• _Enunciado_: Reescribe estas líneas cambiando "outline" por "polygon" en todas las filas, sin tocar nada más.

• _Material del ejercicio_:
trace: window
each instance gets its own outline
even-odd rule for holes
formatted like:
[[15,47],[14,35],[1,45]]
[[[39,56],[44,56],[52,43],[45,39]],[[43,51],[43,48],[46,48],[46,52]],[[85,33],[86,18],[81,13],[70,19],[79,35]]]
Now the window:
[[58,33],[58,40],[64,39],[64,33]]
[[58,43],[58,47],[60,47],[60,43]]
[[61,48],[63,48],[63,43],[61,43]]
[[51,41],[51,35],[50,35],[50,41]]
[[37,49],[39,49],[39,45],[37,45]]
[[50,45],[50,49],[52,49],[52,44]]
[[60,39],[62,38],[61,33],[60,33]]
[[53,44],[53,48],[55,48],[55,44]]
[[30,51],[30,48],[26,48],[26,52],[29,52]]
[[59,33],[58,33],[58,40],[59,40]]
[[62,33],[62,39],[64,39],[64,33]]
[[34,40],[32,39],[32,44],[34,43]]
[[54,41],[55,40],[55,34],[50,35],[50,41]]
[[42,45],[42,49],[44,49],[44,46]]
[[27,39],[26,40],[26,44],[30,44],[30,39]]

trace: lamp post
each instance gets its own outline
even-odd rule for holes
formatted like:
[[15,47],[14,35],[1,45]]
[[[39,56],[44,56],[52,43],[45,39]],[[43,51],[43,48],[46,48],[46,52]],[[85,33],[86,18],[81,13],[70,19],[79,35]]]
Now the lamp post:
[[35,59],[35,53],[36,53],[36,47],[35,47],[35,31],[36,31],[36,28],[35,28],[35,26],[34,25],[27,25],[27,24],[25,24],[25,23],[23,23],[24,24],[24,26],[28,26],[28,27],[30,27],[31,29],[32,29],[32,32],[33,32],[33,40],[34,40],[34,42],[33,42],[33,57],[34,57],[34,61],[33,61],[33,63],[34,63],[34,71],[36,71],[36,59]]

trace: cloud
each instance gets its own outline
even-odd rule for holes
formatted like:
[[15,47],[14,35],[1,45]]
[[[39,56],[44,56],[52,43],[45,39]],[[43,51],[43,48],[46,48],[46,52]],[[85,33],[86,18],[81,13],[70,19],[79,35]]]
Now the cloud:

• _Respuesta_:
trace: window
each instance gets its own polygon
even-odd rule for holes
formatted like:
[[15,47],[14,35],[1,45]]
[[[39,56],[44,56],[52,43],[45,39]],[[43,51],[43,48],[46,48],[46,52]],[[85,33],[86,18],[81,13],[70,19],[79,35]]]
Now the window:
[[58,33],[58,40],[64,39],[64,33]]
[[58,43],[58,47],[60,47],[60,43]]
[[61,48],[63,48],[63,43],[61,43]]
[[51,41],[51,35],[50,35],[50,41]]
[[37,49],[39,49],[39,45],[37,45]]
[[50,45],[50,49],[52,49],[52,44]]
[[60,39],[62,38],[61,33],[60,33]]
[[53,44],[53,48],[55,48],[55,44]]
[[30,51],[30,48],[26,48],[26,52],[29,52]]
[[59,33],[58,33],[58,40],[59,40]]
[[62,33],[62,39],[64,39],[64,33]]
[[34,40],[32,39],[32,44],[34,43]]
[[54,41],[55,40],[55,34],[50,35],[50,41]]
[[42,45],[42,49],[44,49],[44,46]]
[[27,39],[26,40],[26,44],[30,44],[30,39]]

trace: lamp post
each instance gets its own polygon
even-odd rule for holes
formatted like:
[[15,47],[14,35],[1,45]]
[[[39,56],[44,56],[52,43],[45,39]],[[43,51],[43,48],[46,48],[46,52]],[[85,33],[86,18],[81,13],[70,19],[79,35]]]
Now the lamp post:
[[35,59],[35,53],[36,53],[36,47],[35,47],[35,31],[36,31],[36,28],[35,28],[35,26],[34,25],[27,25],[27,24],[25,24],[25,23],[23,23],[24,24],[24,26],[28,26],[28,27],[30,27],[31,29],[32,29],[32,32],[33,32],[33,40],[34,40],[34,42],[33,42],[33,57],[34,57],[34,61],[33,61],[33,63],[34,63],[34,71],[36,71],[36,59]]

trace: cloud
each instance gets its own polygon
even-odd rule for holes
formatted like:
[[15,47],[14,35],[1,45]]
[[[39,56],[44,56],[52,43],[45,39]],[[43,51],[43,48],[46,48],[46,52]],[[85,33],[86,18],[81,13],[70,19],[79,35]]]
Now the cloud:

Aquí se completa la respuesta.